▶ [EXERCISE]
Extract the text of each entry below exactly, leaving every image behind.

[Saved entries]
-------
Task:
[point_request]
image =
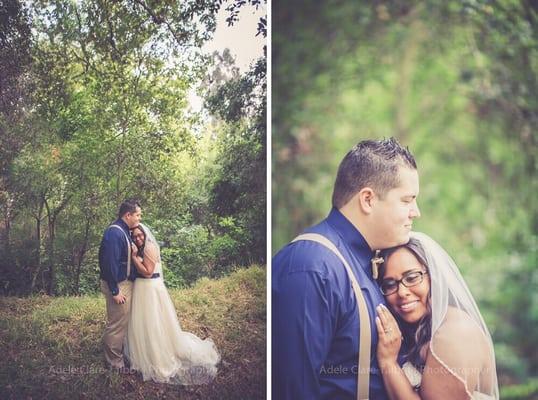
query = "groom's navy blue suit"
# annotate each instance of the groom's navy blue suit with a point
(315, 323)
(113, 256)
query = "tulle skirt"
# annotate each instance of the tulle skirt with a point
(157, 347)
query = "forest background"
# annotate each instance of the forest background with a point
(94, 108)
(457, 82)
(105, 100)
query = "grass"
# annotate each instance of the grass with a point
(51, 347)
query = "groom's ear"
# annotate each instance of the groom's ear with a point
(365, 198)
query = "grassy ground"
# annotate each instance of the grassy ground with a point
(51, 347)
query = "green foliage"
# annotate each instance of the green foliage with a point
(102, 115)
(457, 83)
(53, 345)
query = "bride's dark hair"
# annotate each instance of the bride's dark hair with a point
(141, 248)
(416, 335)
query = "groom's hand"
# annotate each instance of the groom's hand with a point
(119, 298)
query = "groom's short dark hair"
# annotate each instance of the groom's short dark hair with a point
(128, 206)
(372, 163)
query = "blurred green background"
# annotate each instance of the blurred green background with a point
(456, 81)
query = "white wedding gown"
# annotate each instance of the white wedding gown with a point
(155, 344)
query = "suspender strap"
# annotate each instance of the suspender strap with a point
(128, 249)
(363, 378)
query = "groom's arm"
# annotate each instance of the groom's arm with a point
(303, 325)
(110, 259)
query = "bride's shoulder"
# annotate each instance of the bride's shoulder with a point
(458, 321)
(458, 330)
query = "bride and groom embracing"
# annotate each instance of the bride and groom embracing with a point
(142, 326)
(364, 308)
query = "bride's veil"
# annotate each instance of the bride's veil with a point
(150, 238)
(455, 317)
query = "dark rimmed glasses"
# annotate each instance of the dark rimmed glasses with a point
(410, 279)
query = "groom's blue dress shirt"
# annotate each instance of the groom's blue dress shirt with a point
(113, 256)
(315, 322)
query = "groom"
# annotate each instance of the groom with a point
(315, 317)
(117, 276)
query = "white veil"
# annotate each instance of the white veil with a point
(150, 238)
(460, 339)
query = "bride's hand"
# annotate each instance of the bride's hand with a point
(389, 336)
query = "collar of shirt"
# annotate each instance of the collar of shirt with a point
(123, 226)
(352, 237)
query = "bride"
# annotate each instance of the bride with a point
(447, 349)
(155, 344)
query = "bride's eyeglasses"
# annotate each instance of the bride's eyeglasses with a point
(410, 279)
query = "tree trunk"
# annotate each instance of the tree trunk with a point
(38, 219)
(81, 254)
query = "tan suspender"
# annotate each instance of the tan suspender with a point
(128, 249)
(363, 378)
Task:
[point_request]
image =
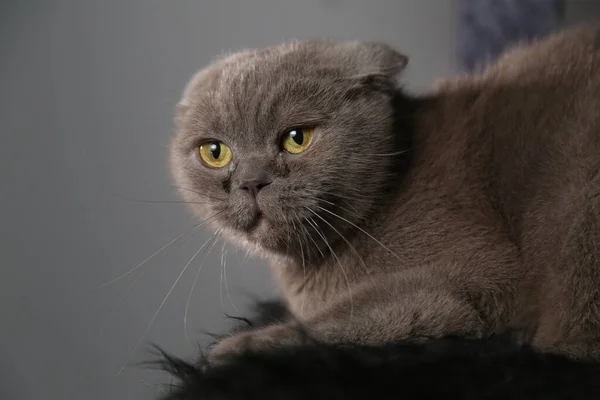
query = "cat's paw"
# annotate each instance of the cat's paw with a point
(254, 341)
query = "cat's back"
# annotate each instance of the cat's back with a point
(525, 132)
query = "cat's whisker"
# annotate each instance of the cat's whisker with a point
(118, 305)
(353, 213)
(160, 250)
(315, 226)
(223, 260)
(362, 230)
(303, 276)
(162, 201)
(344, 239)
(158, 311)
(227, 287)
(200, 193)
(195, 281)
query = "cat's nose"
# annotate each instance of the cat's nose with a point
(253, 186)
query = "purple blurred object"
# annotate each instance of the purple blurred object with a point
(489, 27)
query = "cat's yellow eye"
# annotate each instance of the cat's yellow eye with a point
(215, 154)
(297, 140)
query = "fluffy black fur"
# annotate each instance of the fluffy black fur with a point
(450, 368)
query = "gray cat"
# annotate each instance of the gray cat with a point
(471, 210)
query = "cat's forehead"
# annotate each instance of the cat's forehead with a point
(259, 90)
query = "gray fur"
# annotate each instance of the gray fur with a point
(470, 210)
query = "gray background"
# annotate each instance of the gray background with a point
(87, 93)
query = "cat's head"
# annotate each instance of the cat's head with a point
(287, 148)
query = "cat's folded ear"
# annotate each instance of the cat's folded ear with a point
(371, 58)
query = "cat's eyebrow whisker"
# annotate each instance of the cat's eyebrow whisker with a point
-------
▶ [TASK RESPONSE]
Task:
[point_request]
image =
query = "groom's navy blue suit"
# annotate each instance of the groom's navy blue suit with a point
(315, 323)
(113, 256)
query = "tulle skirt"
# annotate each instance of the tulle skirt with a point
(157, 347)
query = "forest background"
# annotate each instance of the forest background with a point
(94, 108)
(457, 82)
(105, 100)
query = "grass"
# annotate each instance of the grass with a point
(51, 347)
query = "groom's ear"
# annotate each instance of the groom's ear with a point
(365, 198)
query = "grassy ground"
# annotate each instance of the grassy ground with a point
(51, 347)
query = "green foliage"
# annotate each instance of the green foliage with a point
(102, 115)
(457, 83)
(53, 345)
query = "bride's dark hair"
# annotate each instance of the bride's dark hair with a point
(141, 248)
(416, 335)
query = "groom's hand"
# annotate each instance of the groom's hand with a point
(119, 298)
query = "groom's short dark hair"
# annotate each instance of the groom's short dark hair with a point
(128, 206)
(372, 163)
query = "blurred green background"
# annotate each instance of the blurred green background with a point
(456, 81)
query = "white wedding gown"
# annotate each instance of the white wedding gown with a point
(155, 344)
query = "suspender strap"
# annotate each instance of the suspender strap with a point
(128, 249)
(363, 378)
query = "groom's arm"
# annotate each instance of the groom's arm with a point
(303, 325)
(110, 259)
query = "bride's shoulder"
# annotate each instance of the bride's shoulder with a point
(458, 321)
(458, 330)
query = "bride and groom embracing"
# annotate each instance of the bride and groom embracing with a point
(142, 326)
(364, 308)
query = "bride's veil"
# annotate each instance of the bride's veil with a point
(150, 238)
(455, 317)
query = "dark rimmed glasses"
# annotate each instance of the dark rimmed glasses with a point
(410, 279)
query = "groom's blue dress shirt"
# annotate each instance of the groom's blue dress shirt with a point
(113, 256)
(315, 322)
query = "groom"
# annotate each instance of the groom with a point
(315, 317)
(117, 276)
query = "white veil"
# annotate each instance of the white veil with a point
(150, 238)
(460, 339)
query = "bride's hand"
# annotate each instance of the bride's hand with a point
(389, 336)
query = "collar of shirt"
# annotate each instance of the collar of shirt with a point
(123, 226)
(352, 237)
query = "bride"
# annotate each instance of the bride with a point
(447, 349)
(155, 344)
query = "bride's eyeglasses"
# annotate each instance of the bride's eyeglasses with a point
(410, 279)
query = "tree trunk"
# annotate each instance of the tree trunk with a point
(38, 219)
(81, 254)
query = "tan suspender"
# annotate each instance of the tan suspender with a point
(128, 249)
(363, 378)
Task:
[point_request]
image =
query = "cat's paw"
# annotate each instance of the cat's paw with a point
(254, 341)
query = "cat's back"
# annotate each instance of the cat's back with a point
(525, 132)
query = "cat's whisker"
# annotate each instance of the cat's whisker with a point
(118, 305)
(353, 213)
(160, 250)
(315, 226)
(223, 260)
(362, 230)
(303, 276)
(162, 201)
(344, 239)
(158, 311)
(227, 287)
(200, 193)
(195, 281)
query = "cat's nose"
# annotate each instance of the cat's nose with a point
(253, 186)
query = "purple blurred object"
# annotate each instance of the purple blurred object with a point
(489, 27)
query = "cat's yellow eye"
# annotate each instance of the cat's yellow eye with a point
(215, 154)
(297, 140)
query = "fluffy black fur"
# annotate each instance of the fluffy black fur with a point
(450, 368)
query = "gray cat"
# annotate each instance of the gray cat with a point
(471, 210)
query = "cat's forehead"
# annotate each instance of the cat's forehead with a point
(259, 90)
query = "gray fur"
# annotate each instance of the gray fur with a point
(470, 210)
query = "gray background"
# annotate each instance of the gray background with a point
(87, 93)
query = "cat's head"
# annotate each instance of the cat's head with a point
(287, 148)
query = "cat's folded ear"
# annotate each instance of the cat's folded ear with a point
(371, 58)
query = "cat's eyebrow whisker"
# annotate each instance of the cat's eyebrow whisker with a point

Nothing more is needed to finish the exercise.